**AIM OF THE TASK:**
Transcribe the EvidenceQC page word for word, from "Skip to main" to "QC and batching.".

Skip to main content

EvidenceQC

WDL source code

Runs ploidy estimation, dosage scoring, and optionally VCF QC. The results from this module can be used for QC and batching.

We also recommend using sex assignments generated from the ploidy estimates and incorporating them into the PED file, with sex = 0 for sex aneuploidies.

The following diagram illustrates the recommended invocation order:

Preliminary Sample QC

The purpose of sample filtering at this stage after EvidenceQC is to prevent very poor quality samples from interfering with the results for the rest of the callset. In general, samples that are borderline are okay to leave in, but you should choose filtering thresholds to suit the needs of your cohort and study. There will be future opportunities (as part of FilterBatch) for filtering before the joint genotyping stage if necessary. Here are a few of the basic QC checks that we recommend:

  • Chromosome X and Y ploidy plots: check that sex assignments match your expectations. If there are discrepancies, check for sample swaps and update your PED file before proceeding.

  • Whole-genome dosage score (WGD): examine distribution and check that it is centered around 0 (the distribution of WGD for PCR- samples is expected to be slightly lower than 0, and the distribution of WGD for PCR+ samples is expected to be slightly greater than 0. Refer to the gnomAD-SV paper for more information on WGD score). Optionally filter outliers.

  • Low outliers for each SV caller: these are samples with much lower than typical numbers of SV calls per contig for each caller. An empty low outlier file means there were no outliers below the median and no filtering is necessary. Check that no samples had zero calls.

  • High outliers for each SV caller: optionally filter outliers; samples with many more SV calls than average may be poor quality.

  • Remove samples with autosomal aneuploidies based on the per-batch binned coverage plots of each chromosome.

In the joint calling mode Terra workspace, we provide a Jupyter notebook SampleQC.ipynb for sample QC and filtering.

Batching

For larger cohorts, samples should be split up into batches of about 100-500 samples with similar characteristics. We recommend batching based on overall coverage and dosage score (WGD), which is generated in EvidenceQC. You may also wish to batch samples based on other characteristics that could impact SV calling, such as mean insert size or PCR status. An example batching process is outlined below:

  1. Divide the cohort by chromosome X ploidy (less than 2, greater than or equal to 2) based on copy ratio estimates from EvidenceQC. In this way, males and females will be batched separately before being merged back together for batches with equal sex balance
  2. Partition the samples by median coverage from EvidenceQC, grouping samples with similar median coverage together
  3. Partition the samples further by dosage score (WGD) from EvidenceQC, grouping samples with similar WGD score together
  4. Optionally, partition the samples further by mean insert size if available, grouping samples with similar mean insert size together
  5. Merge corresponding male and female partitions together to generate roughly equally sized batches of 100-500 samples with roughly equal sex balance

In the joint calling mode Terra workspace, we provide a Jupyter notebook Batching.ipynb for batch creation.

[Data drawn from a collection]
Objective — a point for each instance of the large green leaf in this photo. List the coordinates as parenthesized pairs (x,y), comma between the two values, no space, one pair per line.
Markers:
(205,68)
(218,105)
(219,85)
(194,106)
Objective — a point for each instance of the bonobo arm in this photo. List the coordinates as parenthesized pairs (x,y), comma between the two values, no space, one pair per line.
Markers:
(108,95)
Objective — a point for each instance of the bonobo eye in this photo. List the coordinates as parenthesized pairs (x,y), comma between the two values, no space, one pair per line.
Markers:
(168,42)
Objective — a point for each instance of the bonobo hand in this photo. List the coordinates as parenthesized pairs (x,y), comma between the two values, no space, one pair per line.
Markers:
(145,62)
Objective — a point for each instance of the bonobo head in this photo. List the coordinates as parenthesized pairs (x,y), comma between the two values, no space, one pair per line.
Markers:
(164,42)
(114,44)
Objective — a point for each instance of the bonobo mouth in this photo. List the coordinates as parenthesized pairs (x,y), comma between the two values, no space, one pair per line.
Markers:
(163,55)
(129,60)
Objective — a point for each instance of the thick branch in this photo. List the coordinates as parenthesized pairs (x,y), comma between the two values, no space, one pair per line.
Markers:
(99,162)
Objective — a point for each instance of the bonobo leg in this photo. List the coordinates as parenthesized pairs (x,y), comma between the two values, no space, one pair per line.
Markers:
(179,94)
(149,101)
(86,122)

**RESULT OF THE EXERCISE:**
Skip to main content

EvidenceQC

WDL source code

Runs ploidy estimation, dosage scoring, and optionally VCF QC. The results from this module can be used for QC and batching.